- Data -

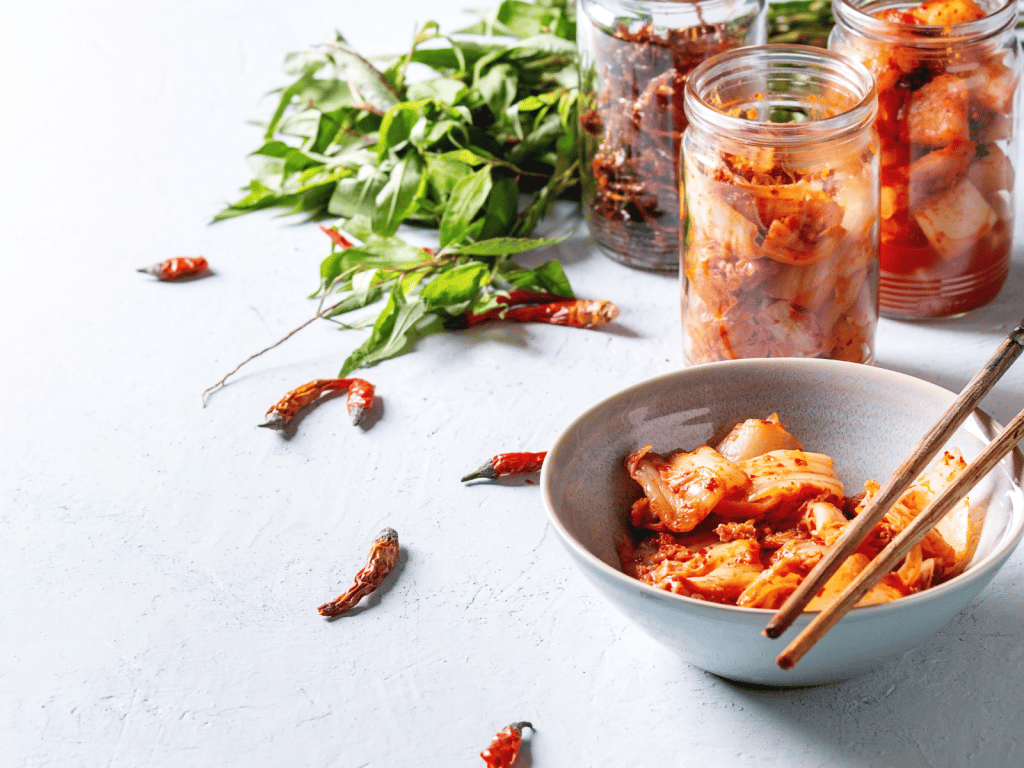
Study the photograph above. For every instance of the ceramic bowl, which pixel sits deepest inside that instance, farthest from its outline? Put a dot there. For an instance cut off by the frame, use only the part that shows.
(867, 419)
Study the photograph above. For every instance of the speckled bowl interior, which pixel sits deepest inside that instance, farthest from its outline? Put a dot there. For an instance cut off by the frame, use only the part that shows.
(867, 419)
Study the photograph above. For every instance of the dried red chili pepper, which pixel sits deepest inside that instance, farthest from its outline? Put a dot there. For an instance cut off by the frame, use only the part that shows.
(571, 312)
(359, 400)
(336, 237)
(505, 747)
(179, 266)
(508, 464)
(383, 557)
(519, 296)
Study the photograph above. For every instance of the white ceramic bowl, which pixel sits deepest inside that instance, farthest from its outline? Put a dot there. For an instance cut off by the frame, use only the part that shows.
(867, 419)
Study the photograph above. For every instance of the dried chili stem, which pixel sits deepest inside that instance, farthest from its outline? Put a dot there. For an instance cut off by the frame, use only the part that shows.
(508, 464)
(281, 341)
(570, 312)
(383, 557)
(177, 267)
(505, 747)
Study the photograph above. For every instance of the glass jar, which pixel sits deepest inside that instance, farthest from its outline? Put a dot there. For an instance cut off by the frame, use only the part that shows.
(948, 126)
(635, 57)
(780, 177)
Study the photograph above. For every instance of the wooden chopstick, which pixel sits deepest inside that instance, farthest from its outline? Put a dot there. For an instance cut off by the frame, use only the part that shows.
(890, 493)
(898, 548)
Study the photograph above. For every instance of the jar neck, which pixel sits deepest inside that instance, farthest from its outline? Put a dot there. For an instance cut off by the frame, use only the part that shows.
(857, 15)
(737, 94)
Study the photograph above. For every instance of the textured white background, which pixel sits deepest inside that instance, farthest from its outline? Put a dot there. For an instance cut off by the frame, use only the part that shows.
(161, 563)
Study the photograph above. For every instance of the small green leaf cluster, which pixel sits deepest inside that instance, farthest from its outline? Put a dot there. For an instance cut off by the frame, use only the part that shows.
(348, 138)
(423, 289)
(478, 148)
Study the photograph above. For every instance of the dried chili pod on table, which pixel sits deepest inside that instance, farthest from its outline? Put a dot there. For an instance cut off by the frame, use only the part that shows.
(508, 464)
(383, 557)
(176, 268)
(359, 400)
(503, 750)
(570, 312)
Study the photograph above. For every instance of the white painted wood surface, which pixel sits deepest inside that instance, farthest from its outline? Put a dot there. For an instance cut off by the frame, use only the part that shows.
(161, 562)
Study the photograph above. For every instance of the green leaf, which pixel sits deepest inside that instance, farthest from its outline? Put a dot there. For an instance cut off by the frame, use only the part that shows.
(499, 86)
(356, 196)
(456, 290)
(399, 326)
(468, 196)
(397, 198)
(445, 90)
(549, 276)
(503, 246)
(501, 209)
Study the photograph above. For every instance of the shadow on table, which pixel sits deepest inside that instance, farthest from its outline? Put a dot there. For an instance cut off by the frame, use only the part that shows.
(955, 700)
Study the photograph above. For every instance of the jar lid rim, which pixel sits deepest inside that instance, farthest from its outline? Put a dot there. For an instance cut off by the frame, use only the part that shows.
(858, 116)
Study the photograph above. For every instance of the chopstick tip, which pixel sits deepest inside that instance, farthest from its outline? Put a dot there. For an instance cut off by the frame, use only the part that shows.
(784, 662)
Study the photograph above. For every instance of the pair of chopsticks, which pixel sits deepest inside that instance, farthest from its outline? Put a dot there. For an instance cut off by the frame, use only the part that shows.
(888, 495)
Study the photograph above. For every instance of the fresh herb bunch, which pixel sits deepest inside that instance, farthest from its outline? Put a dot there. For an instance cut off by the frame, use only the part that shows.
(348, 137)
(479, 150)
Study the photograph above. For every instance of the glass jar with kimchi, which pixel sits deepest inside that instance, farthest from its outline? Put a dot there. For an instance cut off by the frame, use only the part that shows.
(947, 80)
(780, 177)
(635, 57)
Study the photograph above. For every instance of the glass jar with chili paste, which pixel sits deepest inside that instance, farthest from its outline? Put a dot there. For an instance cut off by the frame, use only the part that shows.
(635, 57)
(948, 125)
(780, 180)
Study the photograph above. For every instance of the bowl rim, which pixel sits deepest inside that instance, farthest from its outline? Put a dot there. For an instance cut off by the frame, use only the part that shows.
(976, 570)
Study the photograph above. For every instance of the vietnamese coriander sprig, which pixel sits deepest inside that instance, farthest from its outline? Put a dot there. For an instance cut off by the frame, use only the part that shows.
(478, 150)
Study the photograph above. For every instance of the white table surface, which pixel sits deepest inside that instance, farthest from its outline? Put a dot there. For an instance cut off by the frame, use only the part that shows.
(161, 562)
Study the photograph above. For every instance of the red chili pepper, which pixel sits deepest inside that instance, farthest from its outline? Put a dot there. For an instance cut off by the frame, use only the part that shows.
(383, 557)
(179, 266)
(337, 237)
(518, 296)
(359, 400)
(508, 464)
(571, 312)
(505, 747)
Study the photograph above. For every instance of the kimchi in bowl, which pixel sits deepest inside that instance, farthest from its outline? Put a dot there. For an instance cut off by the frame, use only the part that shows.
(866, 419)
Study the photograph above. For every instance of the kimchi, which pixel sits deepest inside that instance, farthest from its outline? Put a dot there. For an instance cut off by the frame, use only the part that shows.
(743, 521)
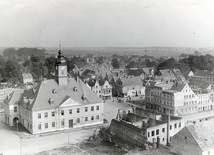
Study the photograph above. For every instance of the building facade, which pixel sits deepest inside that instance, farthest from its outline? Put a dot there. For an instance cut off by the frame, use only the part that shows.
(195, 139)
(55, 104)
(129, 86)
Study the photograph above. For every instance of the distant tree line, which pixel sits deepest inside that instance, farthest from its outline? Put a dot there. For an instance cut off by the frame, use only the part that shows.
(22, 52)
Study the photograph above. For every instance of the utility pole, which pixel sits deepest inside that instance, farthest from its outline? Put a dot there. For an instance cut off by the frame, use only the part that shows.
(17, 125)
(168, 130)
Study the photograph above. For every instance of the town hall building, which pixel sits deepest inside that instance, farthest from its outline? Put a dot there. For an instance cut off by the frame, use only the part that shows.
(54, 104)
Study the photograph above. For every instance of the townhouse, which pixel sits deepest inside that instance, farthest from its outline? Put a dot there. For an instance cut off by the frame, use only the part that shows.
(55, 104)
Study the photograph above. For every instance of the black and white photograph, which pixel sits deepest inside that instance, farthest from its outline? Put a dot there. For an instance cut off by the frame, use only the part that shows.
(107, 77)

- Task -
Copy the listing over exactly, skipping the pictures it holds.

- Reply -
Study the photograph above. For every instance of the ceramic bowl, which pixel sits deepest inside that instance, farthest from its outline? Put a dot there. For an instance cut off by the frame, use only the part that shows.
(867, 419)
Study the photograph above. For every instance of the speckled bowl interior, which pixel sits deepest inside that instance, farthest from its outline? Put a dot there. For an instance cut off by the frame, use only the part that shows.
(867, 419)
Study the photograph above. For every instance of the dried red chili pepper, which pixel sits deepest inside that instance, farthest from its outline? Put a dot there. For an instance cut off by the frame, use only the part that shows.
(571, 312)
(359, 400)
(336, 237)
(505, 747)
(179, 266)
(508, 464)
(383, 557)
(519, 296)
Study the photograph above. For every instance of the white ceramic bowl, which pixel sits deepest inside that instance, farthest from its outline? Put a dot there. For an instance cut off by the frame, use only the part that shows.
(867, 419)
Study the photograph above. For every instance of the dried chili stem, which pixel sits deepest inside that instance, farthest from its outline? Put a dot there. For an instance cut off by the frame, use only the part that shows.
(508, 464)
(281, 341)
(570, 312)
(383, 557)
(177, 267)
(505, 747)
Study the photograph above. For every instance of the glass jar, which pixel sits deepest inside that instance, farthest from its outline? Put a dot there. For an instance cut off by the frame, use only the part that shows.
(948, 126)
(635, 57)
(780, 177)
Study the photograph above. For every instance of the wooden chopstick, which pixel sits deepest inside that instance, farthest from its outline? Put a dot there. For an instance cut off by the frame, use only the part that shows.
(890, 493)
(898, 548)
Study the photograph above. For every instance of the jar neck, which pixel sits deepest inside that instance, farthest from its outline? Put a dot there. For an instance cut off by the frame, use only the part that shows.
(857, 15)
(737, 94)
Study the photograph above. For every instance of the textured white background, which pixel sits deepest inside that instance, farthest from its outline? Put a dot there. For an instance cut off by the frame, use only the part that shows.
(161, 563)
Study the photograph above. For every instance of the small green leaf cluster, which pixel sits deepest inside that instance, farthest from its outline? Put a dot there. For an instance cut off by the frame, use only the part that shows.
(348, 138)
(423, 289)
(478, 148)
Study the photograph above. For every instance of the dried chili pod on table, which pixel sits deepest inside that instance, farthest from its outline? Put a dot there. For an instance cut off by the frame, use only the part that shows.
(508, 464)
(383, 557)
(176, 268)
(359, 400)
(503, 750)
(570, 312)
Study the photograph above. For every instance of the white painted wood surface, which pixel sits deepest inside that instance, farthest from its outline? Put a dot there. For an instance cut off by the frame, use only the part that shows.
(161, 562)
Study the photograph above. For every instance of the green leaf, which pixel sits deepest inside that instance, farthest from its outline? Put a dot there. For an instance cut off by the frame, use only the part that shows.
(499, 86)
(356, 196)
(456, 290)
(399, 326)
(468, 196)
(397, 198)
(445, 90)
(549, 276)
(503, 246)
(501, 209)
Study the photograph above. For every instance of the shadow on table, which pixel sits deepest inside that instance, farthest from its outline? Put a dot there. For an instance cut off by the frame, use only the part that shows.
(955, 700)
Study the photograph above. For every instance of the jar lid rim, which pixel sits deepest inside that instance, farthest from its outline? Put a dot there. For an instance cut off by the frame, use only the part that shows.
(858, 116)
Study the photograph above. For every instance of the chopstick tip, which pixel sits deepest inside that instance, farthest from its outline? Put a dot there. For an instance cut off by the frame, use only the part that shows.
(784, 662)
Study the photograph above. For every instance of the pair of chopsticks, which pixel sits deepest inside that instance, farthest from its outline? Put a dot there. For an instance cut off by the frame, use only the part that shows.
(888, 495)
Study the photograph above. For every instance of the fresh herb bunch, which pixel sits deepest inside that instance, farthest from its outline? Put a dot there. For an instance cut off by the frame, use only the part that shows.
(348, 137)
(479, 150)
Study the photograph above. For every instance of the glass jar with kimchi, which pixel sits deepest inside that instance, farthest from its outline? Put a dot there. For an instance cut off by the frame, use only the part that shows.
(947, 80)
(780, 177)
(635, 57)
Study the photograph above. For every instance of the glass jar with chili paste, which pixel sits deepest inside that instance, farthest from its outline? Put a dot there. For an instance cut off by the frame, use only the part that shows.
(635, 57)
(948, 125)
(780, 180)
Study the photograph above. For every instance of the bowl rim, which pixel sits deepest inside that instance, farthest from its outline? Put a dot there. For an instance cut off by the frame, use only the part that shows.
(976, 570)
Study the photograph above. For every instance of the vietnamese coriander sprig, which pixel sits deepest inside that instance, farthest from its outline? Put a dot there. For an instance cut off by the frame, use only the part that shows.
(478, 150)
Study the photograph above. For every instance of the white table surface, which pixel sits deepest inside that instance, farthest from its outline? Put a dot there. For an instance cut off by the frame, use only the part that shows.
(161, 562)
Study the photograph above. For every instance of the red chili pepper, which pixel sits deepest inside that instance, farthest from its outline? Put a dot there. For an instance cut off by the frame, use only the part that shows.
(383, 557)
(179, 266)
(337, 237)
(518, 296)
(359, 400)
(508, 464)
(571, 312)
(505, 747)
Study the photograph above. For every instance of the kimchi in bowl, which pixel sits deepest inside that instance, farthest from its outline? Put a dot there. For an instance cut off by the frame, use only the part that shows.
(866, 419)
Study the photograph above. For every instance of the kimchi, which pixel sits deepest inside that instance, farthest from its outline? Put a dot there. For an instance cut off by the frame, use only the part that shows.
(743, 521)
Study the photograph above. For every instance of the building facade, which pixel sits deepest inside that instance, farthest from its outline? Put a dot there. For an instance cut off by the frame, use only the part that shows.
(195, 139)
(55, 104)
(129, 86)
Study the photograph above. For every instance of the distant tree line, which pixel sits deepest inside that instance, farthest from its outline? Put a dot there. For an instance cut off by the frame, use only the part that shows.
(22, 52)
Study the photograph above. For every instance of the utility pole, which pixel sits deepest inside that instance, farthest from its outline? Put a dot there. For an instance cut off by the frame, use only the part that shows.
(17, 125)
(168, 130)
Study the photograph above. For every instance of the town hall building, which pixel sits deepest inside that instance, farthest from its outline? Put a dot there. For an instance cut off by the frame, use only the part that shows.
(54, 104)
Study the photograph above. For every instance of the townhouse, which pixel sits deepest inside that instance, farthest from its outline? Put a dot there. For an instance cut off by the frame, use only the part that shows.
(55, 104)
Study the photograph above. For every instance of the black and white photograph, which pixel sits deepest inside that instance, farthest from its outline? Put a dot there. For an instance cut off by the frame, use only the part that shows.
(107, 77)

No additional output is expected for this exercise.